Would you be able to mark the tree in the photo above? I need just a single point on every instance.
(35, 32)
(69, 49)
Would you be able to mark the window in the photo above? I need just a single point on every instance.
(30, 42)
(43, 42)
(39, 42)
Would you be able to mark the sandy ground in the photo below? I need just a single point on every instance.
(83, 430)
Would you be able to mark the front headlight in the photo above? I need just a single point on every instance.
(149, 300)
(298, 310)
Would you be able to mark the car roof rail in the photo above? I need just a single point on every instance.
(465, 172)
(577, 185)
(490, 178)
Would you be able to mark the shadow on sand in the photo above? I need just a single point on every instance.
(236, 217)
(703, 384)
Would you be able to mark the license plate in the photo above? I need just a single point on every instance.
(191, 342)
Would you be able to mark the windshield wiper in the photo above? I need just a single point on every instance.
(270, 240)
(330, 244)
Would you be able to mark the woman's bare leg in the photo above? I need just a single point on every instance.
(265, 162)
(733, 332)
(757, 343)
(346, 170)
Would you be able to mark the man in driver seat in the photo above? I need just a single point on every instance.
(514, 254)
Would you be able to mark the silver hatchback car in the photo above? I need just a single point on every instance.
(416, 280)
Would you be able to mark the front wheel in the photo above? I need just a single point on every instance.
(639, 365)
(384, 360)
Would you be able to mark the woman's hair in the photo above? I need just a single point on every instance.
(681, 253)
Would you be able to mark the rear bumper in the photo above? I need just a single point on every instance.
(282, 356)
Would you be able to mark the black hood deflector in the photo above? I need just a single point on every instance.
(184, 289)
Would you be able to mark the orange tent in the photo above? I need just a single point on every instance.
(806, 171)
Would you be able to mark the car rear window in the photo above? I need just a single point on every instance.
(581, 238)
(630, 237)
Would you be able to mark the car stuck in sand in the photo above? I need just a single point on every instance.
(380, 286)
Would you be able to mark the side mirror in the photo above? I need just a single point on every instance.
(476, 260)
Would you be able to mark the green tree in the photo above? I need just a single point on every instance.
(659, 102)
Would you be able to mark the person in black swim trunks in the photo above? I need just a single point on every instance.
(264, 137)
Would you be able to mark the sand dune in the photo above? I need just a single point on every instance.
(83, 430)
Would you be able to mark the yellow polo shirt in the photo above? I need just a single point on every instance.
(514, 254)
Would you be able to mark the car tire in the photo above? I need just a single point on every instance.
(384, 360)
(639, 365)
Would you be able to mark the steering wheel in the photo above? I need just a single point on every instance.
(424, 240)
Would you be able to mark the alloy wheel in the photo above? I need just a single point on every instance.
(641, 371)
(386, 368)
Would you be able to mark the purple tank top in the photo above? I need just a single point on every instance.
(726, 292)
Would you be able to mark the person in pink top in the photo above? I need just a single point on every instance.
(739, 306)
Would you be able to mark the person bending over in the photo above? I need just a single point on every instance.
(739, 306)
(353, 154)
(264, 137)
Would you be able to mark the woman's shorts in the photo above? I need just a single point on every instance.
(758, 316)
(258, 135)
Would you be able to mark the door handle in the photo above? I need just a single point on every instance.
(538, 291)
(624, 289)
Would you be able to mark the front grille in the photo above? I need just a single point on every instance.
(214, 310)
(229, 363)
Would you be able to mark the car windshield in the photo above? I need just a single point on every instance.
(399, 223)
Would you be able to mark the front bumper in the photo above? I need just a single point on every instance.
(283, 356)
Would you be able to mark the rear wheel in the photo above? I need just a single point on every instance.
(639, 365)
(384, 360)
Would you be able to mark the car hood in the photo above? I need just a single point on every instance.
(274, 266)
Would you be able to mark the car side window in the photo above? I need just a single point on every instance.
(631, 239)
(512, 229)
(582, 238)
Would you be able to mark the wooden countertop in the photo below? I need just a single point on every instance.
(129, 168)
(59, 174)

+++++

- _Exercise aim_: In the answer, the listing above should be restated word for word.

- _Result_:
Would you be able to mark the tree in the photo above? I need just a single point on every instance.
(35, 32)
(69, 49)
Would you be able to mark the window in the photo above? I need just a single point on every instance.
(30, 42)
(43, 42)
(39, 42)
Would you be able to mark the sandy ground in the photo below? I need just a single point on every instance.
(83, 430)
Would you be able to mark the front headlight in the photo above? I need just a single point on every instance.
(149, 300)
(298, 310)
Would you be able to mark the car roof rail in the photo above? I need just a single point on every instance.
(465, 172)
(577, 185)
(490, 178)
Would you be able to mark the shadow on sand in the photo above? I need just a single point on every instance.
(236, 217)
(703, 384)
Would you be able to mark the license plate in the photo above? I need just a single point on every instance.
(191, 342)
Would you be able to mark the windshield wiper in the photo above? I need just a single point on every instance.
(270, 240)
(330, 244)
Would you be able to mark the woman's bare leg in the photo above? I need just a single point on every instance.
(265, 162)
(733, 332)
(757, 343)
(346, 170)
Would you be able to mark the man in driver seat in the photo above? I need just a single point on every instance.
(514, 254)
Would you be able to mark the silver hatchback car in the photo above? I need just a single point on every instance.
(416, 280)
Would you be able to mark the front wheel in the photo above? I need just a single point on every instance.
(639, 365)
(384, 360)
Would you be able to mark the woman's hair in the photo above? I need just a single point on every instance.
(681, 253)
Would you be able to mark the rear bumper in the photo above? I need just a single point on every instance.
(282, 356)
Would you be able to mark the black hood deflector in the photo above? I need just a single point on every instance.
(184, 289)
Would you be able to mark the orange tent in the photo above? I need just a single point on every instance.
(806, 171)
Would you be able to mark the car rear window in the photo above? I need just a single point on every instance.
(581, 238)
(630, 237)
Would you be able to mark the car stuck in sand in the photo above? I need just a single point on every instance.
(380, 286)
Would you be able to mark the side mirror in the photo above? I need just a single point on every instance.
(476, 260)
Would you be able to mark the green tree in the photo above? I need just a single point on every instance.
(659, 102)
Would you be able to mark the person in black swim trunks in the photo above? I need just a single point on every instance.
(264, 137)
Would you be able to mark the sand dune in the photo above? I need just a single point on every instance.
(83, 430)
Would you be able to mark the yellow polo shirt in the photo above? I need just a single point on every instance.
(514, 254)
Would you be able to mark the car tire in the photo above? I need just a single point on every instance.
(384, 360)
(639, 365)
Would you be able to mark the steering wheel in the photo above? I need just a single point on every instance.
(424, 240)
Would you be able to mark the alloy wheel in the photo above? I need just a single point on every instance.
(641, 371)
(386, 368)
Would you be able to mark the purple tank top in the photo above? I need just a single point on every instance.
(726, 292)
Would you be able to mark the person in pink top in the photo above? I need just a single point on every instance.
(739, 306)
Would you be able to mark the person bending over in the photo above? I need just a single point on every instance.
(739, 306)
(353, 154)
(264, 137)
Would you be able to mark the woman's shorts in the photo above? I need just a single point on every instance.
(758, 316)
(258, 135)
Would you be able to mark the door handle in the photo above? I need just a single point on every instance.
(538, 291)
(624, 289)
Would you be able to mark the front grille in the photo above? I need just a single point on every instance.
(214, 310)
(229, 363)
Would you be able to mark the car windshield in the photo above? I need just a single point on every instance.
(399, 223)
Would you be able to mark the front bumper in the photo above? I need just a single point on every instance.
(283, 356)
Would you be able to mark the rear wheel in the photo above? I need just a single point on every instance.
(639, 365)
(384, 360)
Would you be able to mark the car hood in the photo above? I need just a single point on every instance.
(274, 266)
Would you be able to mark the car side window in the photo above? I need just a single point on every instance.
(631, 239)
(512, 229)
(582, 238)
Would you be able to mark the wooden countertop in the photo below? I need just a single point on every instance.
(129, 168)
(59, 174)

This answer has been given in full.